Your instructions → Copy the records below word for word, with every line kept the same and in the same order.

Provided records →

— begin —

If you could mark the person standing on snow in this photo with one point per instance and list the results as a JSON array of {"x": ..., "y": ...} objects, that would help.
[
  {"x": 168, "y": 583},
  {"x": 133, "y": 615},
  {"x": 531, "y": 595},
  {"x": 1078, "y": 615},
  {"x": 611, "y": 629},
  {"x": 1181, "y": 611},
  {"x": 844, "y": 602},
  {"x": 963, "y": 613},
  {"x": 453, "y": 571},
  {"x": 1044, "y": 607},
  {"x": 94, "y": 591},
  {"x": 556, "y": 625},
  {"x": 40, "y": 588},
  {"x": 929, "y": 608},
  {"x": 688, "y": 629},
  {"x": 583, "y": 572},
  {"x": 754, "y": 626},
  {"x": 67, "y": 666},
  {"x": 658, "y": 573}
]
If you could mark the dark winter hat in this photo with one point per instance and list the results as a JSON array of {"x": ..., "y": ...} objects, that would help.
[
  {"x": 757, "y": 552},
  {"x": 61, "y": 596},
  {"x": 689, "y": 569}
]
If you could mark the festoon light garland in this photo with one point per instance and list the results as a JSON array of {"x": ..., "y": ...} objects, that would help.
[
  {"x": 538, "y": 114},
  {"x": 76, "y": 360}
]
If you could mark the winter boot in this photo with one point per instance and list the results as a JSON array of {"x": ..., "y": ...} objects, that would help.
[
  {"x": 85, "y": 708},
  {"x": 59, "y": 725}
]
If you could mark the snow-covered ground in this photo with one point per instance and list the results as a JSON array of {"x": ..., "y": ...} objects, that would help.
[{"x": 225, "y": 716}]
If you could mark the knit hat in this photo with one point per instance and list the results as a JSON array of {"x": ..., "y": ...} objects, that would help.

— end —

Correct result →
If you could mark the person standing on snow in this photo with one point per instance and list the results as a JSON array of {"x": ..., "y": ...} objects, that would help.
[
  {"x": 168, "y": 583},
  {"x": 133, "y": 615},
  {"x": 531, "y": 595},
  {"x": 1078, "y": 615},
  {"x": 611, "y": 629},
  {"x": 1181, "y": 611},
  {"x": 844, "y": 602},
  {"x": 963, "y": 613},
  {"x": 453, "y": 571},
  {"x": 1044, "y": 607},
  {"x": 94, "y": 591},
  {"x": 556, "y": 625},
  {"x": 40, "y": 588},
  {"x": 929, "y": 608},
  {"x": 688, "y": 629},
  {"x": 583, "y": 572},
  {"x": 754, "y": 626},
  {"x": 67, "y": 666},
  {"x": 658, "y": 573}
]
If you could mark the dark winter hat in this photo with one point per instance and list the results as a JSON array of {"x": ..., "y": ...} objects, that would help.
[
  {"x": 757, "y": 552},
  {"x": 61, "y": 596},
  {"x": 689, "y": 569}
]
If you could mark the festoon light garland in this photo with one point per instance and list the results as a JSON array of {"x": ..., "y": ...} objects, that would help.
[
  {"x": 538, "y": 114},
  {"x": 76, "y": 360}
]
If you could mark the winter boot in this photo with one point per instance and list the results as a JSON array of {"x": ..., "y": ...} objects, that would help.
[
  {"x": 85, "y": 708},
  {"x": 59, "y": 725}
]
If you could mark the snow-covered ground in this photo with one point per instance and list the results as a JSON array of {"x": ..., "y": ...} objects, that would help.
[{"x": 225, "y": 716}]
If you could mark the knit hat in this photo with one point per instance and list the results as a JSON array of {"x": ..., "y": ...} objects, that would help.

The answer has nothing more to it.